Text provided:
Start of Block
Saturday, May 31, 2014

acidity.

All the World

I went to the doctor today. I told him I'd been feeling depressed for a while now. I barely got the words out of my mouth before I started sobbing. I want to cry forever. I want to feel nothing. I don't know how I ever imagined depression as anything other than vile acid reflux. It's not beautiful. It's not interesting or endearing. I'm not the Virgin Suicides. I am not small and dainty and sad in the most romantic way. I am so miserable that I don't want to get up in the morning and my voice wilts into nothingness when I have to talk to people. This is not beautiful. This is agonising. I want a lobotomy.

I feel as though I truly will be miserable forever. It seems like such a waste of a life. I used to think that I was okay the way I was, that introversion and aversion to dancing were just personality quirks but I'm starting to think that Evana might be right: I would enjoy people and dancing and other happy things if I was happy in myself. I thought I was happy. I thought being alone was making me happy. And I suppose it was, in a way. At least when I'm alone my feelings are somewhat objective – they are the reality, they are the only truth. But when I'm around other people, I realise that this is not normal, I'm not normal. I can't relate to other people when I feel like this. I'm not interested in the things they have to say. I'm bored and I'm silently berating myself for being so fucking different. Why can't I be like them? Why aren't I interested in these things? Why do I look so different? Why am I so fat? Why am I so ugly? Why am I so stupid? Why am I so awful?
End of Block
Extracted records:
Start of Block
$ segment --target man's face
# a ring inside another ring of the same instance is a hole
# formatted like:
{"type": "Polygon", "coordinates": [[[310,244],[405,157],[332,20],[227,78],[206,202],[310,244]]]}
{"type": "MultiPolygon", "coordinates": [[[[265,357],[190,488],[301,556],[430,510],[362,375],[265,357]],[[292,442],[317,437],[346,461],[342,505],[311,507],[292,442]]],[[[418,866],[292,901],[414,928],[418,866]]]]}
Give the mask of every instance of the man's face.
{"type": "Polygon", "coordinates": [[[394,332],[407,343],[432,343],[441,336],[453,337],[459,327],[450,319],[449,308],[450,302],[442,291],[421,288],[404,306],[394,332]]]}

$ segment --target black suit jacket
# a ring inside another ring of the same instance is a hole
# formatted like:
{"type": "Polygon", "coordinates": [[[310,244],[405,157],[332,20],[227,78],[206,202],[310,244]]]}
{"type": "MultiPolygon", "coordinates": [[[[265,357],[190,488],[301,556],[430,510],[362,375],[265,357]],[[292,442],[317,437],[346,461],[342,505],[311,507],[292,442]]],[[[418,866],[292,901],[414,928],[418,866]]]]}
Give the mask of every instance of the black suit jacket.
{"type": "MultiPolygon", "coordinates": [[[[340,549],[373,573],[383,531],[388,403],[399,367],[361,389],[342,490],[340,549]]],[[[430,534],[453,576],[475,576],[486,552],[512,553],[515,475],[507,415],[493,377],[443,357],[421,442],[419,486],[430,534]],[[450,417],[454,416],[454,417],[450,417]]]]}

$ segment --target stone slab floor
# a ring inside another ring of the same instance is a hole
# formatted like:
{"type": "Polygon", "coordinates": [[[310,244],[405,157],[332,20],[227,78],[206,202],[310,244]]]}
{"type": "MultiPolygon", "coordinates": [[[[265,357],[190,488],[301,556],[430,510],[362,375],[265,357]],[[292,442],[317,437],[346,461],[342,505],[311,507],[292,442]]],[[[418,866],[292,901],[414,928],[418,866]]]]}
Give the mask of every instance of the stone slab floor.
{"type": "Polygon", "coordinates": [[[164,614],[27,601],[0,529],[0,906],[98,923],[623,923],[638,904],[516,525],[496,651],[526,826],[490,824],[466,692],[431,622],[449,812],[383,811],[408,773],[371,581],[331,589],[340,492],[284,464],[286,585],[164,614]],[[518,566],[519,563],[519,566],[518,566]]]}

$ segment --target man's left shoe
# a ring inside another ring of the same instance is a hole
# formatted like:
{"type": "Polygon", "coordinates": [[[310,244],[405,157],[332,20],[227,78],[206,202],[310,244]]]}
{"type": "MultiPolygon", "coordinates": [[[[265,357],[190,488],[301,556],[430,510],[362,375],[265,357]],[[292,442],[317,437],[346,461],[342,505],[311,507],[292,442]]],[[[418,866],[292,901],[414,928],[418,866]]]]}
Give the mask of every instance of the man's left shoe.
End of Block
What you will do:
1/ In the blog entry about depression, what does the writer compare depression to?
2/ Reproduce the text of the blog entry about depression, starting at "I went to the" and ending at "want a lobotomy.".
3/ Resume the blog entry about depression from the point where it stops.

Results for each task:
1/ Vile acid reflux.

2/
I went to the doctor today. I told him I'd been feeling depressed for a while now. I barely got the words out of my mouth before I started sobbing. I want to cry forever. I want to feel nothing. I don't know how I ever imagined depression as anything other than vile acid reflux. It's not beautiful. It's not interesting or endearing. I'm not the Virgin Suicides. I am not small and dainty and sad in the most romantic way. I am so miserable that I don't want to get up in the morning and my voice wilts into nothingness when I have to talk to people. This is not beautiful. This is agonising. I want a lobotomy.

3/
I know that my family, friends, doctor and counsellor would disagree with me on those points/questions, but the problem isn't that I am the worst person in the world, the problem is that I feel like I'm the worst person in the world. Everything feels so awful right now and I feel so phenomenally fucking empty. And there is literally no solution. I feel like with an illness this bad, there should be some available surgery to cure it. Maybe a lobotomy would work for the simple reason that it would rule out quite a lot of other brain activity to boot. What I wouldn't give to be oblivious.

Right now I would like to cease existing. I hate myself for every word I've ever said, every tear I've ever cried in front of my family, friends and boyfriends, every piece of junk food I've ever eaten. I want to undo everything about myself, my complete history. If I have to be miserable I would like to do it in the confines of a black hole where no one, not family or friend, can see me or hear me.